— Begin —

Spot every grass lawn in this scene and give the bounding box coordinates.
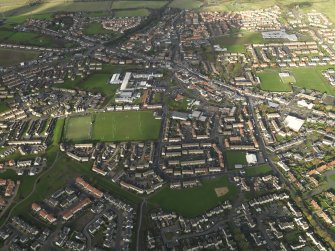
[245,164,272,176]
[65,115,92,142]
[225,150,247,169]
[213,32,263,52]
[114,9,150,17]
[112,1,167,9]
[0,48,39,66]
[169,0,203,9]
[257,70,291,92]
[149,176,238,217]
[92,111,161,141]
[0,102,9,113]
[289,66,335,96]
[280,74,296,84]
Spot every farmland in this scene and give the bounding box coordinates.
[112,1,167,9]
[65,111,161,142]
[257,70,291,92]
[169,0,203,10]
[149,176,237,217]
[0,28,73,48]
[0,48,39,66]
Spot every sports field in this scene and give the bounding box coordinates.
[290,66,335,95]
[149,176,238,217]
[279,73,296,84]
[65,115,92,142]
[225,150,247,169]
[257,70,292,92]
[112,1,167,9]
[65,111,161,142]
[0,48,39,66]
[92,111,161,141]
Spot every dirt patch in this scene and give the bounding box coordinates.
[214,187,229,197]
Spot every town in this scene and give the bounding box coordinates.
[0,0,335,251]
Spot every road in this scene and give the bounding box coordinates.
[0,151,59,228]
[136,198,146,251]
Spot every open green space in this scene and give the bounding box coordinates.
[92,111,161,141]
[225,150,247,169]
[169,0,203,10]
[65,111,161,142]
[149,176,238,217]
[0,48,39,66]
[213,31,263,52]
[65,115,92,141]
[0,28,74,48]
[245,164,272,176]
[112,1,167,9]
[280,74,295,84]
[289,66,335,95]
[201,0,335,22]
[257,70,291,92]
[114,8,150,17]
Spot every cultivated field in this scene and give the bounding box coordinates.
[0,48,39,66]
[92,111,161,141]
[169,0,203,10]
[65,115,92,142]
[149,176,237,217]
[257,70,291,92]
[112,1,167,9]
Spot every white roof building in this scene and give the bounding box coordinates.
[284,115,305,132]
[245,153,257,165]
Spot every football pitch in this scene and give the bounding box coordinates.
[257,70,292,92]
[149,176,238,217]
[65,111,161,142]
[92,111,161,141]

— End —
— Begin —

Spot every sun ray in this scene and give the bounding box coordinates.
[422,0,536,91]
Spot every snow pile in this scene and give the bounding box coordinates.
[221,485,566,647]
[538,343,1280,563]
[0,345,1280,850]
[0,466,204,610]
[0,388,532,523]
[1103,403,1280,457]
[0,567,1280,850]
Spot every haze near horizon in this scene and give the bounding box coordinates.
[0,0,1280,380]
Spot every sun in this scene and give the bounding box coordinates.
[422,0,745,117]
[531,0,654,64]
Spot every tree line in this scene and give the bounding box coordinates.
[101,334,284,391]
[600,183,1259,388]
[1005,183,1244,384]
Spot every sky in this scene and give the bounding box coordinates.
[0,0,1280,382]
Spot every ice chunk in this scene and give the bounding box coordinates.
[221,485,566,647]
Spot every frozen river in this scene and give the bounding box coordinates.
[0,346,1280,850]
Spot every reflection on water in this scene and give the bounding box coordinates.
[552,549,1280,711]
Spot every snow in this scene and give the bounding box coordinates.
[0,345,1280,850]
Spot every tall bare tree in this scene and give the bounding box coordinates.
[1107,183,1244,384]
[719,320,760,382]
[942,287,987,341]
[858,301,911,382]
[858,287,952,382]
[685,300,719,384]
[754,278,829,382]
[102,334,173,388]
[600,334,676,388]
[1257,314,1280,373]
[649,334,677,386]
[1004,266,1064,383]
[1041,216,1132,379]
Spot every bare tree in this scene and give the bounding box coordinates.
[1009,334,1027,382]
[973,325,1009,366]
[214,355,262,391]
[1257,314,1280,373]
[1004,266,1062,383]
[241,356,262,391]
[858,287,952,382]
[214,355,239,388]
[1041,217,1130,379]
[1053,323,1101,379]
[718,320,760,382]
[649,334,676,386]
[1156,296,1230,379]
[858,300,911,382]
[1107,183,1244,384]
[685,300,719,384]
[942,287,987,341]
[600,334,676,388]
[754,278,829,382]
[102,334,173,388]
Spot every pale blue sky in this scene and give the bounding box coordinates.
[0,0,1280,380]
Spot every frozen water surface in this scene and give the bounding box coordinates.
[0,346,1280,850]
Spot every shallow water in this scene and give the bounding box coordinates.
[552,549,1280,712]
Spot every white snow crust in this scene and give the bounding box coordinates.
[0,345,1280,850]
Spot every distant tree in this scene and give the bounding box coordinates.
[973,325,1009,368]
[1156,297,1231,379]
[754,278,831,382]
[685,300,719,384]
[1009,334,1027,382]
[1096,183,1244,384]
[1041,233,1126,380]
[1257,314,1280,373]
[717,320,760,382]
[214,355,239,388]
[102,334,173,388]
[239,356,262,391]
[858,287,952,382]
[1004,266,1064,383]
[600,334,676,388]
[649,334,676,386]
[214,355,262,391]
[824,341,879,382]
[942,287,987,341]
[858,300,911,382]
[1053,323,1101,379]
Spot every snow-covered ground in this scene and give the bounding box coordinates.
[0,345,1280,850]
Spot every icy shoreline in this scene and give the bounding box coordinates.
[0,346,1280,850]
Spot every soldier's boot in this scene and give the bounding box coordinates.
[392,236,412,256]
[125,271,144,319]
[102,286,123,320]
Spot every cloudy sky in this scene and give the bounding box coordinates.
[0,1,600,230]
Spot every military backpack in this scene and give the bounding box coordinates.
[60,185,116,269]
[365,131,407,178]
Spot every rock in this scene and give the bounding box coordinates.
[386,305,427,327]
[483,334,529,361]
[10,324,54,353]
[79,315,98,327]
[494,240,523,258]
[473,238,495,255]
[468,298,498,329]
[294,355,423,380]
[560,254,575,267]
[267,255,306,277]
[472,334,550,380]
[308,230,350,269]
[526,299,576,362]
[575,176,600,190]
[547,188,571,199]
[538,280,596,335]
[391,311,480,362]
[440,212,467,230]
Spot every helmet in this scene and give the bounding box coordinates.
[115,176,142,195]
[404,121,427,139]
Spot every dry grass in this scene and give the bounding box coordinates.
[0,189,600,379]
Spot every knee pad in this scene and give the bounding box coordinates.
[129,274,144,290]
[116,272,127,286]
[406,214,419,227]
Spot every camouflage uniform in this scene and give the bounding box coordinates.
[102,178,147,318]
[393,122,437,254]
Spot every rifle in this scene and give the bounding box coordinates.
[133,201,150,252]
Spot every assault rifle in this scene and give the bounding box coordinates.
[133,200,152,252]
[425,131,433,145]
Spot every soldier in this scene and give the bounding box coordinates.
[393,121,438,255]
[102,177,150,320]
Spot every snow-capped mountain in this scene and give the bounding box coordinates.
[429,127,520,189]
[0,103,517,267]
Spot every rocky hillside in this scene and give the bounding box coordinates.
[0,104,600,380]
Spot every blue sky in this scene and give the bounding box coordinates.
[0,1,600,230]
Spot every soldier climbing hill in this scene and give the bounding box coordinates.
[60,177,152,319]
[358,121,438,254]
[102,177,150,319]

— End —
— Begin —

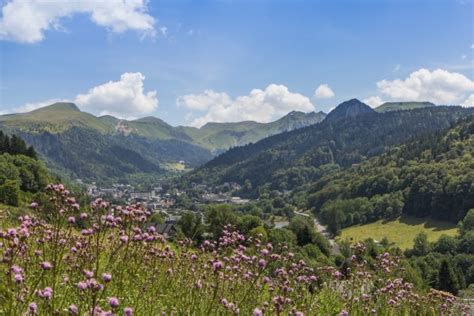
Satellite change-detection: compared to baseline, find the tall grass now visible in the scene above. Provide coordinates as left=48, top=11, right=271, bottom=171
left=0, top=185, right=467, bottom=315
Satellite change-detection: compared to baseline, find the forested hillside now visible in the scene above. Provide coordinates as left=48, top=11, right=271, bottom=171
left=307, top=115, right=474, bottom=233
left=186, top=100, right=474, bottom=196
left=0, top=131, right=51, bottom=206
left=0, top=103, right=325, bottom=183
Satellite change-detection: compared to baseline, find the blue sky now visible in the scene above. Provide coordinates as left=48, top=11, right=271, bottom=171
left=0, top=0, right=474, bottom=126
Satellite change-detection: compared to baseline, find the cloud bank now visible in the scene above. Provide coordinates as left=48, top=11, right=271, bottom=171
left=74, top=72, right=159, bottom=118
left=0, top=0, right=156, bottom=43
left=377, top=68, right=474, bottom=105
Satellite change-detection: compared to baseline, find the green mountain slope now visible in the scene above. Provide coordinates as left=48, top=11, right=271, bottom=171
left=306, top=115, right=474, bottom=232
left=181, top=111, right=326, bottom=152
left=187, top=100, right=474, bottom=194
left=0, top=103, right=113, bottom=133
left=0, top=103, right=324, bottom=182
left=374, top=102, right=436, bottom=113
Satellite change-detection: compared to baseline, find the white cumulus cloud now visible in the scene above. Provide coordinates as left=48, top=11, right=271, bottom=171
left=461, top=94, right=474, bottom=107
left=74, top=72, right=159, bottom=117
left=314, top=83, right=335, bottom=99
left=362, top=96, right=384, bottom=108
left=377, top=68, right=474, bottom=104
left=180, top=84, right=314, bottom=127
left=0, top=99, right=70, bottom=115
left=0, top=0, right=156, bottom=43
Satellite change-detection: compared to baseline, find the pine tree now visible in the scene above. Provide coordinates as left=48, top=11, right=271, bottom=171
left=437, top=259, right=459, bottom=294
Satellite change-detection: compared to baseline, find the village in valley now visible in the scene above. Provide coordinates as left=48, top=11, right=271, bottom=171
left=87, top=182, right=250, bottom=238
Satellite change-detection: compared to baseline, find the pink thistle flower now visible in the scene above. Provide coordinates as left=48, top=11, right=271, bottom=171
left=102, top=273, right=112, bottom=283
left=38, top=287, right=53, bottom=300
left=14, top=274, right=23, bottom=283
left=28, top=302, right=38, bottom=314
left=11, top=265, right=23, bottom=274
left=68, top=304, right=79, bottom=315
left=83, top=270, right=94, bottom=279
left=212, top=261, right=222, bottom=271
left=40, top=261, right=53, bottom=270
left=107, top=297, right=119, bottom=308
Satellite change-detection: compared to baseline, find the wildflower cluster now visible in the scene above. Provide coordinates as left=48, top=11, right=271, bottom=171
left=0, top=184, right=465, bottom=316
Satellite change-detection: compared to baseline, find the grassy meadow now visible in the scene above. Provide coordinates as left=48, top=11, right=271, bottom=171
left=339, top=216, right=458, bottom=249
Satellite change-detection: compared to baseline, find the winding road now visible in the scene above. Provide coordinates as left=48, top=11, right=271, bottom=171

— End —

#### Exercise task
In the material, swap "road" for "street" in the lines between the one holding "Spot every road" and the one holding "[136,198,146,251]", inclusive. Write out only those lines, with nothing else changed.

#### Written solution
Spot every street in this scene and give the bounding box coordinates.
[0,151,59,228]
[136,198,146,251]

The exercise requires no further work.